Dec 142017
 

The Genius Guide to Mythic Subpaths

This Genius Guide clocks in at 18 pages, 1 page front cover, 1 page introduction, 1 page editorial, 1 page ToC, 1 page SRD, leaving us with 13 pages of content, so let’s take a look!

 

So, what are mythic subpaths? In short, they are a kind of deviation/modification of an existing mythic path, somewhat akin to e.g. subdomains, one that comes in roughly 3 distinctions: Archetypical subpaths are only available to characters that chose the listed mythic path or paths. Racial subpaths are tied to the race noted and universal subpaths are available for, bingo, everyone. Mythic subpaths thus do sport some sort of prerequisite to qualify for them.

 

Okay, got that? Humans can choose the dilettante subpath, but need to meet no less than 3 (!!) categories for mythic boons in the adventure that led to ascension. The mythic surge is lowere by one die step for them, but they may gain Dual Path, Extra Path and the extra mythic feast 1st tier universal path ability multiple times; at 5th and 10th level an additional time, which is pretty potent. Instead of gaining a mythic feat, you may choose one of 4 different abilities, which include a champion’s mythic weapon training, path dabbling (synergy with Dual Path included), ultimate versatility (with more uses at 4th tier) and being treated as a fighter for feat prerequisites of human feats. Not the biggest fan of having ultimate versatility’s 3rd tier prerequisite potentially circumvented by the combination of this flexibility ability.

 

Halflings may select to become fortune’s favored – provided they rolled three natural 20s in the adventure that led to their ascension. They also must have adaptive luck to choose the subpath…and they are problematic: You seem they may use adaptive luck as mythic power interchangeably. That is an instant, massive increase of the most potent resource in the game. Not getting near my table. While this replaces the 1st tier ability and while the non-mythic feat selection restriction is nasty, this still is not a subpath I’d allow.

_RECORD SET:_
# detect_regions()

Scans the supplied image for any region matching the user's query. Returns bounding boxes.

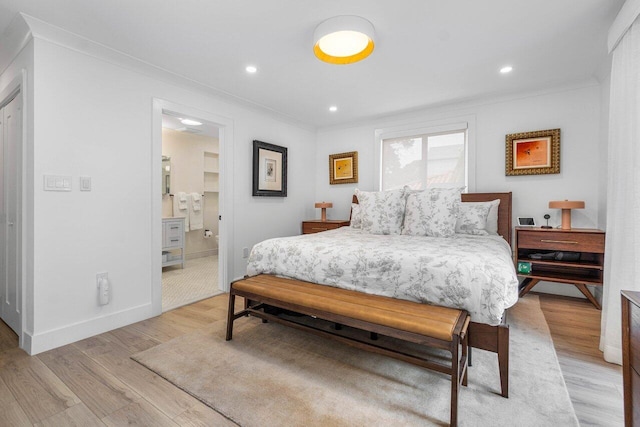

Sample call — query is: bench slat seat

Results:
[234,275,463,342]
[226,274,470,425]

_PROBLEM TO WORK ON:_ Continue the review of The Genius Guide to Mythic Subpaths from the point where it stops.

_TASK OUTPUT:_
Herald of the Gods is universal and requires the selection of a patron deity, 1st tier nets you a domain – the spells you get there are cast via mythic power expenditure. Additionally, you can, at 6th tier, cast commune and may even use mythic power to do so as a free action. This one replaces all mythic feats gained as base mythic abilities. At 1st tier, the mythic subpath nets the 6th tier (!!) archmage’s sanctum path ability sans servants and you don’t have a door: You may acess it via mythic power and take 3 creatures per tier with you. Now, what’s amazing is this: The area expands and ties in with the kingdom building rules – you get to properly develop your sanctum as a form of paradise for your faithful, with higher levels providing a permanent gate to it! The subpath is locked into divine scourge at 3rd tier and every 3 tiers thereafter.

 

The legendary ruler universal path ability is another one I really enjoy – the path is all about being the ruler of a kingdom, enhances leadership, etc. – no complaints regarding this one. The lord of rebirth would be a samsaran-exclusive and requires that you die during your moment of ascension. If you do, you basically become a Dr. Who variant – you immediately reincarnate upon being slain…but only for a total of 13 times. This replaces hard to kill. You also get the sanctum at 1st tier and may expend mythic power while inside it to scry…and akin to the Tardis, you may place the door, though teleport restrictions apply. The Dr. Who reference is btw. earned – much like the Doctor, you temporarily lose mythic abilities when reincarnating, though this restriction becomes less imposing at 9th tier. Very flavorful!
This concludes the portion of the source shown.